** Problem details **
Please tally the lines below that contain the string "white" and reply with that figure only.

Saved entries:
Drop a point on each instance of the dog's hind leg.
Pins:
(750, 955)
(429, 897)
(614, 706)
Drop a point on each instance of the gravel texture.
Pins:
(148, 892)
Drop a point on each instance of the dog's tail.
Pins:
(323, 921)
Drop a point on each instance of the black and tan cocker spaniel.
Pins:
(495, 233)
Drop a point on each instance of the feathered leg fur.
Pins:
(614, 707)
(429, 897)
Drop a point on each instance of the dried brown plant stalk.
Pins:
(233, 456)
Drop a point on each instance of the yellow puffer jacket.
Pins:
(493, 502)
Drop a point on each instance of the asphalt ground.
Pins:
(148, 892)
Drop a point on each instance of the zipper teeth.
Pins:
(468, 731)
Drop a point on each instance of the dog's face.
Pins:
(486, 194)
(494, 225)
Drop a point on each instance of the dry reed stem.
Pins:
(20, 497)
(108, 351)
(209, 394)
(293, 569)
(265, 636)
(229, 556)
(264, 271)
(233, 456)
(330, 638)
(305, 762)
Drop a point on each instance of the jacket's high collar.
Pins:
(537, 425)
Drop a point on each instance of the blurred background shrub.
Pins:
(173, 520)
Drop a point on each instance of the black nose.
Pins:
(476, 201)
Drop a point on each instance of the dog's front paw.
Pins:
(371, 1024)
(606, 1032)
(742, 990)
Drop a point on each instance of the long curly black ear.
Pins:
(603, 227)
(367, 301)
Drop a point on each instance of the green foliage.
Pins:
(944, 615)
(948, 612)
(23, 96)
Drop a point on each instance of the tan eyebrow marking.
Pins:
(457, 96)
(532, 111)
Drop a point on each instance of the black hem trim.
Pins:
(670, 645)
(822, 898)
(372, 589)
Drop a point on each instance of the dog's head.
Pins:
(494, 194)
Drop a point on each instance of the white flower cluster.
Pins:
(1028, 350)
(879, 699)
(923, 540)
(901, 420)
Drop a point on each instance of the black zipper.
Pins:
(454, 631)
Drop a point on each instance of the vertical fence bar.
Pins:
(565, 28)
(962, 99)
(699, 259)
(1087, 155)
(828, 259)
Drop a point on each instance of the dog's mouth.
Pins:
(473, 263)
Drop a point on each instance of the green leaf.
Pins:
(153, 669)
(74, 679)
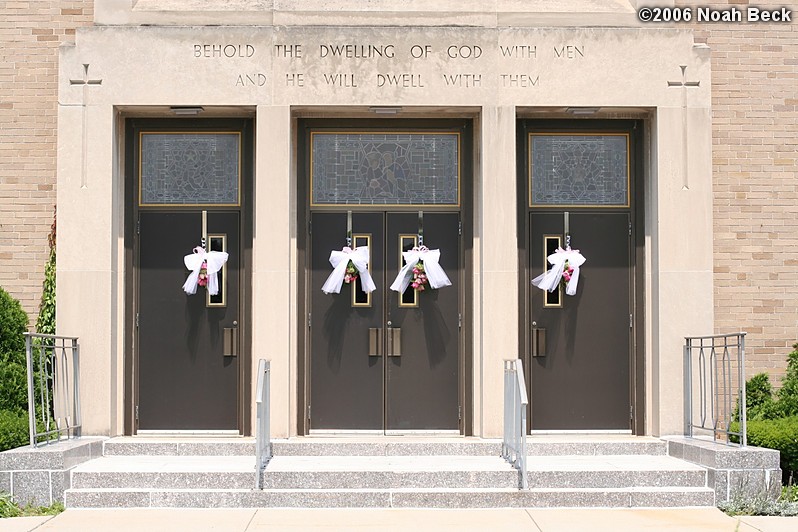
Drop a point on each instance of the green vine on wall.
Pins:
(45, 322)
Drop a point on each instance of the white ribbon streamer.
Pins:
(340, 260)
(551, 278)
(214, 261)
(435, 275)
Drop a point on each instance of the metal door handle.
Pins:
(375, 342)
(394, 342)
(230, 340)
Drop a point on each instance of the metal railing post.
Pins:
(721, 390)
(263, 445)
(58, 378)
(515, 404)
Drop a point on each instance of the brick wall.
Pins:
(755, 156)
(30, 33)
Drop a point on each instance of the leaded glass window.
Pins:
(190, 169)
(385, 169)
(579, 170)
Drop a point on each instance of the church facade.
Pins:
(213, 179)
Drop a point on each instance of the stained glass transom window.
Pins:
(579, 170)
(190, 169)
(385, 169)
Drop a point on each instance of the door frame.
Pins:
(307, 125)
(132, 127)
(635, 130)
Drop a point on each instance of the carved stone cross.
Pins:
(685, 145)
(85, 82)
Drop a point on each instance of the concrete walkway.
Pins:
(533, 520)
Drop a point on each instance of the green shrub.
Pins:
(759, 398)
(13, 325)
(9, 508)
(779, 434)
(788, 393)
(13, 387)
(14, 429)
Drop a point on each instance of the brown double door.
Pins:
(384, 362)
(580, 346)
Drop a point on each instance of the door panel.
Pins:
(346, 383)
(185, 382)
(583, 380)
(422, 382)
(351, 388)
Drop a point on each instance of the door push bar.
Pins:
(375, 342)
(231, 341)
(538, 340)
(394, 342)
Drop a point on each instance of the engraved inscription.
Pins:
(462, 80)
(340, 80)
(520, 80)
(288, 50)
(357, 51)
(404, 80)
(224, 50)
(293, 79)
(569, 51)
(524, 51)
(251, 80)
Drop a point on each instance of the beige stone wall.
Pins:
(30, 33)
(755, 157)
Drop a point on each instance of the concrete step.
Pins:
(386, 472)
(292, 472)
(179, 446)
(594, 445)
(606, 471)
(537, 445)
(399, 498)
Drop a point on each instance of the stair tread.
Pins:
(398, 464)
(651, 489)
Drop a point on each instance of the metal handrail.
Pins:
(53, 364)
(263, 443)
(720, 364)
(515, 428)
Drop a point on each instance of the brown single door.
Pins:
(384, 362)
(187, 379)
(580, 367)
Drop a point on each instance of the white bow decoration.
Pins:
(435, 275)
(551, 278)
(340, 260)
(214, 260)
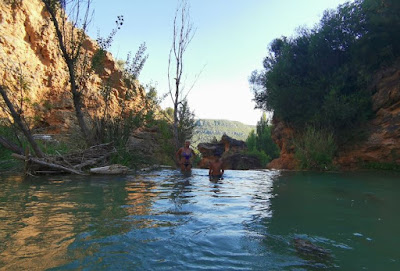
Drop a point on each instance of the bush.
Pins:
(314, 149)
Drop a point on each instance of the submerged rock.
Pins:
(112, 170)
(308, 249)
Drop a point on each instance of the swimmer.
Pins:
(216, 168)
(184, 157)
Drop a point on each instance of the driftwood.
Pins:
(73, 163)
(47, 164)
(112, 169)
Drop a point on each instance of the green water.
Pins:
(166, 221)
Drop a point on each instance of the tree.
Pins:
(182, 36)
(186, 123)
(70, 20)
(18, 120)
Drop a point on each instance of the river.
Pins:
(162, 220)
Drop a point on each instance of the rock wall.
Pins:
(382, 133)
(380, 142)
(29, 47)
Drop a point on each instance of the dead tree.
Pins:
(71, 36)
(17, 119)
(182, 36)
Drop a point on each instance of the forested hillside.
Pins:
(206, 130)
(334, 87)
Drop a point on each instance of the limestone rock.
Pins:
(29, 48)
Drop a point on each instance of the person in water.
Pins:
(216, 168)
(184, 156)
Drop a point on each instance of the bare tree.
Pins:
(70, 19)
(18, 120)
(182, 36)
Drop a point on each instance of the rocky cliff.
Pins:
(29, 50)
(380, 140)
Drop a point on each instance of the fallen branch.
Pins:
(50, 165)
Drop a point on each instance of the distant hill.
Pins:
(207, 129)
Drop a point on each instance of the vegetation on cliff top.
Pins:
(209, 130)
(320, 77)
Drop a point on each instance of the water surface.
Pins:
(164, 220)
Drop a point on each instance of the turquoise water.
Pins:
(165, 221)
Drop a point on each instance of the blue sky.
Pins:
(230, 42)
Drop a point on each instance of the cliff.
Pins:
(377, 141)
(29, 50)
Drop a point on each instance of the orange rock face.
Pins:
(381, 140)
(282, 136)
(29, 47)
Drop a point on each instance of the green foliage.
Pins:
(186, 122)
(260, 143)
(99, 56)
(320, 76)
(314, 149)
(261, 155)
(133, 66)
(207, 130)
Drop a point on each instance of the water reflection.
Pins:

** Task solution **
3